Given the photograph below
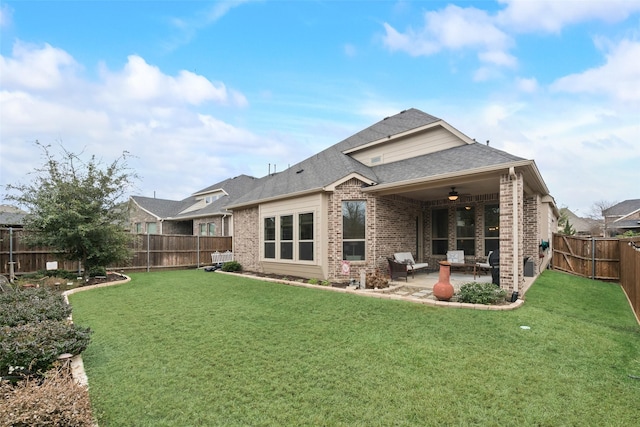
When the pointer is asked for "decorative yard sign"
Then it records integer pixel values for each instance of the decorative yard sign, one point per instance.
(346, 268)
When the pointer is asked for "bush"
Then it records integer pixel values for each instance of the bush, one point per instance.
(32, 305)
(63, 274)
(231, 266)
(36, 346)
(56, 401)
(376, 280)
(481, 293)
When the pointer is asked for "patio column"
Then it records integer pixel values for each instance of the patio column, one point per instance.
(511, 231)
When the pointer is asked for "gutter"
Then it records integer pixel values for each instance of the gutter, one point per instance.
(275, 198)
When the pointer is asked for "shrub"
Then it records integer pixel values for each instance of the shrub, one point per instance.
(231, 266)
(56, 401)
(36, 346)
(481, 293)
(32, 305)
(376, 280)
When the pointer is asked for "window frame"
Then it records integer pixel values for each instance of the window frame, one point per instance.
(287, 238)
(440, 239)
(350, 241)
(463, 240)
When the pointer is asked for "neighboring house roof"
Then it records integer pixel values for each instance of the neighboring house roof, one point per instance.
(335, 163)
(11, 216)
(623, 209)
(581, 225)
(189, 207)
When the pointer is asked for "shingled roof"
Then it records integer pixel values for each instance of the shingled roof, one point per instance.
(175, 209)
(332, 164)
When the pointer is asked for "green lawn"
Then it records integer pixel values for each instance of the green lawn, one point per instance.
(188, 348)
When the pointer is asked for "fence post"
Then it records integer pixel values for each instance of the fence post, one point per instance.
(148, 250)
(593, 258)
(12, 271)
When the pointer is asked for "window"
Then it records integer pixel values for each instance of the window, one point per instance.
(466, 230)
(491, 228)
(305, 237)
(270, 237)
(286, 237)
(353, 230)
(152, 228)
(439, 231)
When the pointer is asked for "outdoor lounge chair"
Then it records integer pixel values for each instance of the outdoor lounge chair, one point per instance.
(406, 258)
(455, 258)
(397, 269)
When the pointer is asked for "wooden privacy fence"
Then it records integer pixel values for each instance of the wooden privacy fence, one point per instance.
(149, 251)
(615, 260)
(591, 257)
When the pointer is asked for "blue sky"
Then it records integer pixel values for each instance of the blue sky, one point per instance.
(200, 91)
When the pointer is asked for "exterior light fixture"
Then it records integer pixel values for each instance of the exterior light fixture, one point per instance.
(453, 194)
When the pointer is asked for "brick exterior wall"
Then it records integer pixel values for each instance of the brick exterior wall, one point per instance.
(246, 242)
(396, 223)
(532, 224)
(506, 233)
(349, 190)
(217, 220)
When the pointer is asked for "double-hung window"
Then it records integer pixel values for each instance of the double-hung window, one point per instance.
(466, 230)
(270, 237)
(353, 229)
(305, 237)
(439, 231)
(289, 237)
(491, 228)
(286, 237)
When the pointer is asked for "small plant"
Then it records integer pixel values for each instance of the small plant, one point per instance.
(32, 305)
(481, 293)
(231, 266)
(36, 346)
(376, 280)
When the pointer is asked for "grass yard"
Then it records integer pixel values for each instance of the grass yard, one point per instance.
(189, 348)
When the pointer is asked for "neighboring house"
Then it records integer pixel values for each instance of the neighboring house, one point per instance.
(386, 189)
(581, 226)
(10, 216)
(203, 213)
(622, 217)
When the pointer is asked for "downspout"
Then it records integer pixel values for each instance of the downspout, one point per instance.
(514, 180)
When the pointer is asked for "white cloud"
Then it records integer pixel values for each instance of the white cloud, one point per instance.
(529, 85)
(453, 28)
(618, 78)
(138, 109)
(36, 68)
(553, 15)
(141, 82)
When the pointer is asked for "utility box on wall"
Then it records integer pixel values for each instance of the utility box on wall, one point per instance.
(528, 267)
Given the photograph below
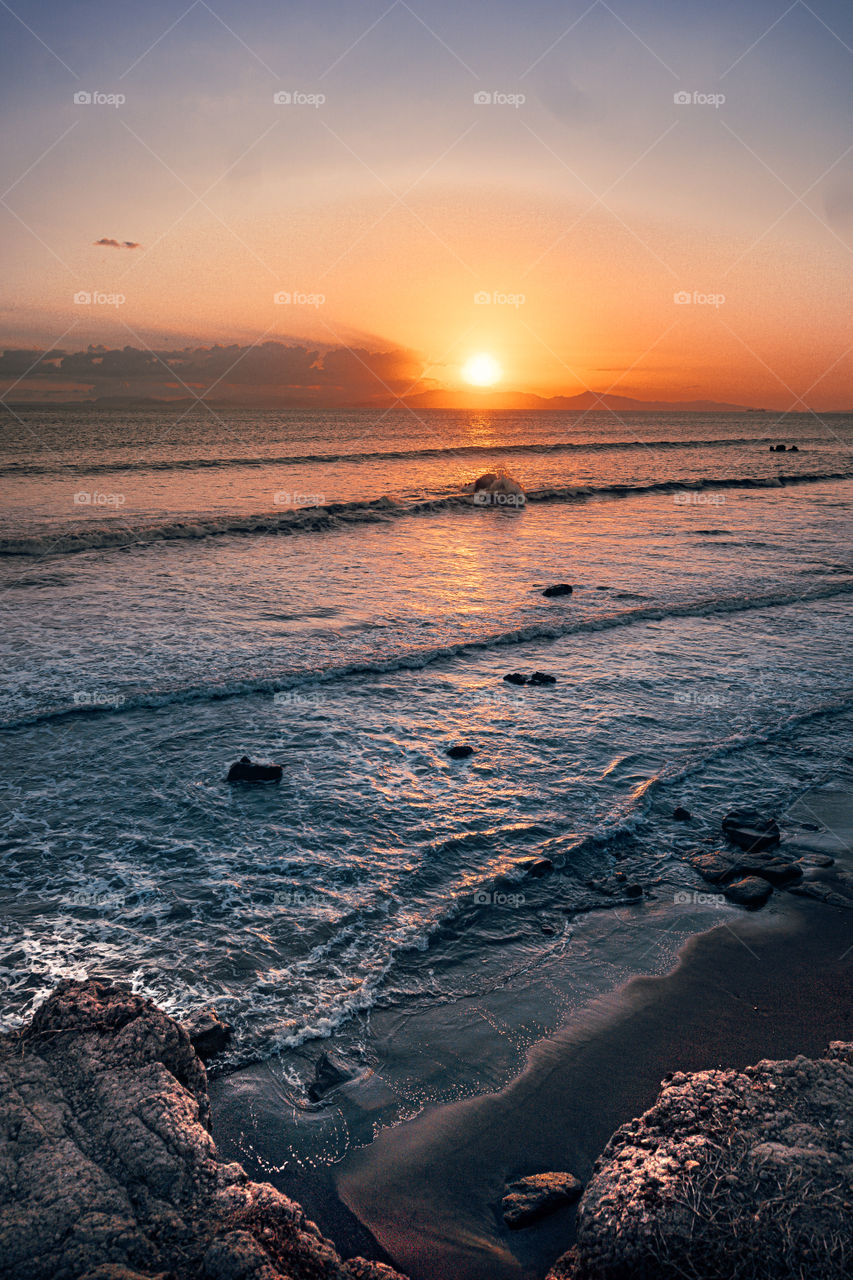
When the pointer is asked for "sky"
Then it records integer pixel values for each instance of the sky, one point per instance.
(641, 197)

--

Every line of the data above should be quoted exactly. Omit the pictures.

Exercise response:
Given the photograph below
When the pointer is asked for "decorative yard sign"
Then it records integer pixel values for each instance of the decorative yard sign, one point per instance.
(346, 268)
When the pointer is asked for "bush"
Then it records integer pixel values for each instance of the bush, one point per instance.
(32, 305)
(63, 274)
(231, 266)
(36, 346)
(56, 401)
(376, 280)
(481, 293)
When the pointer is asked for "patio column"
Then it records integer pixel values for each instance of the patio column, one point per instance.
(511, 231)
When the pointer is asked for "gutter"
Then it records integer pixel values for each instance of the gutter, one point per instance.
(275, 198)
When the pointer is asked for "shrub"
Then it records integer pixel values for each instance of the shrub, one point per instance.
(231, 266)
(56, 401)
(36, 346)
(481, 293)
(32, 305)
(376, 280)
When the pointer is asked for "window frame"
Then it records integer pixel values for each instance of the window frame, one point per instance.
(287, 238)
(440, 239)
(350, 241)
(463, 240)
When the pointer is asked for "neighboring house roof"
Then it records integer pixel values for each instance of the neighboring house roof, one point per instance.
(335, 163)
(11, 216)
(623, 209)
(581, 225)
(189, 207)
When the pointer is asked for "shingled roof"
Then it records integer pixel values for each instance of the shingled roof, one point per instance.
(175, 209)
(332, 164)
When the pointer is asked for "green lawn"
Then it records integer pixel values for each instance of the green lawn, one point per instance.
(188, 348)
When the pointer is asked for "fence post"
Then it records integer pixel values for each instance of the fence post, one point per instance.
(148, 250)
(593, 258)
(12, 271)
When the pointer is asked for "window"
Then it records integer pixel values for each instance of the window, one point per instance.
(466, 230)
(491, 228)
(305, 237)
(270, 237)
(286, 237)
(353, 230)
(152, 228)
(439, 231)
When the pointer is asked for "outdoor lounge chair"
Then it records integer pixel values for each instance of the outdoor lounge chair, one point per instance.
(406, 258)
(455, 258)
(397, 269)
When the pointer is asked for "wooden privacy fence"
Then it records integer pixel values for each instance of the wooden privacy fence, one point per instance.
(149, 251)
(615, 260)
(591, 257)
When the pointer is asked for "blue sky"
Then it records integer pixel values for each instance of the blue sky, one point per instance.
(200, 91)
When the pointer is asked for "exterior light fixture"
Then it records integer pixel values for each instance of the exterior light fixture, one point per instance.
(453, 194)
When the pointer is asked for "brick exterior wall"
Then it records integer pixel values for each instance of the brick exterior wall, one point per instance.
(246, 242)
(396, 223)
(532, 224)
(506, 233)
(349, 190)
(217, 220)
When the pointer is asked for "double-hung window"
Then it records integer pixel values for each instance of the double-hung window, one point per instance.
(466, 230)
(270, 237)
(353, 229)
(305, 237)
(439, 231)
(289, 237)
(491, 228)
(286, 237)
When the pointer is asked for "small plant"
Then it records integer pixel values for each instance of the small plant, one point per instance.
(32, 305)
(481, 293)
(231, 266)
(36, 346)
(376, 280)
When the pointer is asked for "grass yard"
Then it records integer pixel values for each instance of the grass yard, one point per instance.
(189, 348)
When the pointer is asked for "neighboring house"
Then it records integer pixel values for each instance of the neighboring house, one point per instance.
(386, 189)
(581, 226)
(10, 216)
(203, 213)
(622, 217)
When the pointer is asked for "downspout"
Then it records integer pixel values for each instance of the downspout, one point per instance.
(514, 180)
When the pointer is asked for "white cloud"
Then it records integer pixel values for each instance of the white cloud, one point per instance.
(529, 85)
(453, 28)
(618, 78)
(138, 109)
(36, 68)
(553, 15)
(141, 82)
When the pointer is asked for "utility box on wall"
Then it records integer pixel values for each instance of the utility box on wall, one point per instance.
(528, 267)
Given the photograph below
When the pointer is asked for "sky"
Then it records integer pixel values for each instance of the sky, one point per instance.
(641, 197)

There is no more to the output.